[To do]:
Extend the passage below on valuing business interests in Florida divorce cases, starting right after its final sentence.

Enterprise goodwill, also called institutional goodwill, is the value of the business that exists independently of any particular individual. It attaches to the business’s brand, its client relationships that are not dependent on a specific person, its systems and processes, its workforce, and its market position. Enterprise goodwill is a marital asset in Florida and is subject to equitable distribution.
Personal goodwill, by contrast, is the value attributable to the reputation, skills, relationships, and earning capacity of a specific individual, typically the owner-spouse. Florida courts have held that personal goodwill is not a marital asset and is not subject to equitable distribution. The rationale is that personal goodwill cannot be transferred apart from the individual and therefore has no realizable value to the marital estate.
The allocation of goodwill between personal and enterprise components is one of the most technically demanding and adversarially contested aspects of business valuation in Florida divorce proceedings. In professional practices such as law firms, medical practices, dental offices, accounting firms, and consulting businesses, a substantial portion of the business’s value may be attributable to the owner’s personal reputation and relationships. Expert opinions on this allocation frequently diverge significantly, making the goodwill question a primary battleground in high-asset cases.
Any high asset Tampa divorce lawyer handling a case involving a professional practice or a business where the owner’s personal relationships drive a significant portion of revenue needs to engage a valuation expert who is experienced with Florida’s personal goodwill doctrine and who can effectively support or challenge a goodwill allocation opinion under cross-examination.
Discounts and Premiums: Minority Interests and Marketability
When a spouse holds less than a controlling interest in a business, the valuation analysis becomes more nuanced. A 30 percent ownership stake in a closely held company is not worth 30 percent of the total enterprise value in most circumstances. A minority interest holder has limited ability to control distributions, force a sale, or direct the operations of the business. These limitations reduce the value of the interest from the perspective of a hypothetical buyer.
Valuation experts address this through the application of a discount for lack of control, sometimes called a minority interest discount. The size of this discount depends on the degree of control actually held, the rights associated with the interest under the company’s governing documents, and market data on transactions involving minority interests in comparable businesses.

[Data shown]:

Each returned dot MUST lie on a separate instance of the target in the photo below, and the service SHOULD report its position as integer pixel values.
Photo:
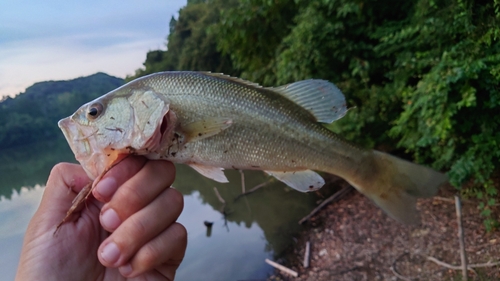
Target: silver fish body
(213, 122)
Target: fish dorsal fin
(234, 79)
(321, 98)
(206, 128)
(303, 181)
(215, 173)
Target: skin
(127, 232)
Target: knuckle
(129, 198)
(138, 229)
(177, 198)
(179, 231)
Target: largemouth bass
(213, 122)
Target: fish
(213, 122)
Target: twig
(306, 254)
(398, 275)
(242, 181)
(282, 268)
(253, 189)
(451, 200)
(463, 255)
(459, 267)
(337, 195)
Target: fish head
(125, 121)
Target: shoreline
(352, 239)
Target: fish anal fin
(303, 181)
(214, 173)
(321, 98)
(206, 128)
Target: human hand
(132, 232)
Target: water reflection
(256, 227)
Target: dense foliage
(422, 77)
(33, 115)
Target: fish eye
(94, 110)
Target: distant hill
(33, 115)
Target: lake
(258, 226)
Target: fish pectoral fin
(303, 181)
(215, 173)
(206, 128)
(321, 98)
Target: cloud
(54, 40)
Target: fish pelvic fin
(395, 184)
(206, 128)
(303, 181)
(214, 173)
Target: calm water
(258, 226)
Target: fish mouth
(80, 145)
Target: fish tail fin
(395, 184)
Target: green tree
(191, 44)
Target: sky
(61, 40)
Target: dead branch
(399, 275)
(282, 268)
(307, 254)
(336, 196)
(450, 200)
(469, 266)
(396, 273)
(463, 255)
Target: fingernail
(125, 270)
(110, 253)
(110, 220)
(106, 187)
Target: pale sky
(60, 40)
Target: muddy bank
(353, 240)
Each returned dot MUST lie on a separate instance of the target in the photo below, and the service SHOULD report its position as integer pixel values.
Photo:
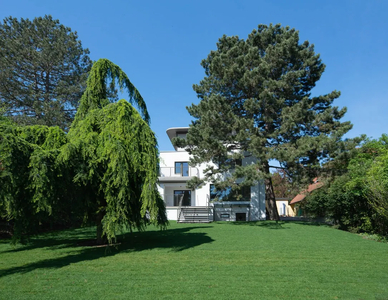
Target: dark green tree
(43, 71)
(256, 100)
(357, 199)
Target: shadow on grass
(53, 240)
(263, 224)
(174, 239)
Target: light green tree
(103, 171)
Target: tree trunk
(100, 238)
(270, 201)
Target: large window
(183, 196)
(229, 195)
(182, 168)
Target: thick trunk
(270, 200)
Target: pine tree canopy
(104, 171)
(43, 71)
(256, 99)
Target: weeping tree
(103, 171)
(27, 159)
(114, 155)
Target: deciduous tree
(43, 71)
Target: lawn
(260, 260)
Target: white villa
(185, 205)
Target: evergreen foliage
(256, 100)
(43, 71)
(357, 199)
(104, 171)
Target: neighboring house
(300, 197)
(284, 208)
(199, 205)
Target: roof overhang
(172, 132)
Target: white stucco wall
(200, 197)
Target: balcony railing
(170, 172)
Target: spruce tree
(43, 71)
(255, 99)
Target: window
(229, 195)
(181, 134)
(183, 196)
(182, 168)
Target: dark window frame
(181, 168)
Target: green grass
(188, 261)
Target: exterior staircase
(194, 214)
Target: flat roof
(171, 132)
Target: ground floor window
(183, 196)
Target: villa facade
(200, 205)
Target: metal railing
(170, 172)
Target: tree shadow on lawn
(53, 240)
(279, 224)
(176, 240)
(263, 224)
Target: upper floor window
(182, 168)
(181, 134)
(229, 195)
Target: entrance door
(184, 195)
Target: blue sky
(160, 45)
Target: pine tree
(43, 71)
(256, 100)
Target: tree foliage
(104, 171)
(43, 71)
(256, 100)
(357, 200)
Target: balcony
(167, 174)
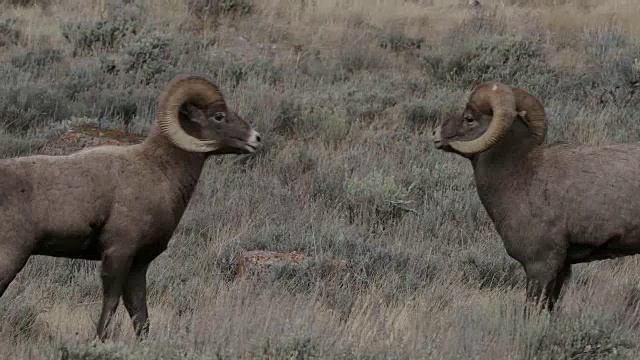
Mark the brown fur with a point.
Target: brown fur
(115, 204)
(553, 205)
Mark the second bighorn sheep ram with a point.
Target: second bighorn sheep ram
(116, 204)
(553, 205)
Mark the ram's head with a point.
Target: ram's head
(487, 117)
(194, 116)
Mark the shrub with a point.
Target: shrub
(9, 33)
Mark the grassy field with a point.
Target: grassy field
(346, 94)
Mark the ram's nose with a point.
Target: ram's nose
(437, 137)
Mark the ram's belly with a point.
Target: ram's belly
(80, 245)
(606, 241)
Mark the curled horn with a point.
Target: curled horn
(534, 113)
(194, 89)
(491, 98)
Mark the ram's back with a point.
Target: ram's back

[Answer to the problem]:
A separate discount for lack of marketability reflects the fact that interests in closely held businesses cannot be readily sold on an open market. Unlike shares of a publicly traded company, a minority interest in a private business may take months or years to sell, if it can be sold at all, and buyers will demand a price reduction to compensate for that illiquidity. Discounts for lack of marketability can range widely depending on the specific facts of the business and the expert’s analysis.
Whether these discounts are appropriate in a Florida divorce context is itself a contested legal question. Some courts have been reluctant to apply discounts that reduce the value of a marital asset when doing so would effectively penalize the non-owner spouse for the owner-spouse’s choice of how to hold the business interest. A high asset Tampa divorce lawyer representing the non-owner spouse will typically argue against the application of these discounts, while counsel for the owner-spouse will argue in favor of them. The valuation expert’s opinion on whether and to what degree discounts should apply is a critical part of this dispute.
Business Income Versus Business Value: Avoiding Double Counting
A legal and financial trap that arises in many Florida high-asset divorce cases is the problem of double counting. This occurs when the same income stream is used both to value a business for equitable distribution purposes and to calculate the owner-spouse’s income for alimony or child support purposes. If the business value is determined by capitalizing the owner’s earnings, and those same earnings are also treated as available income for support calculations, the non-owner spouse is effectively receiving credit for the same dollars twice.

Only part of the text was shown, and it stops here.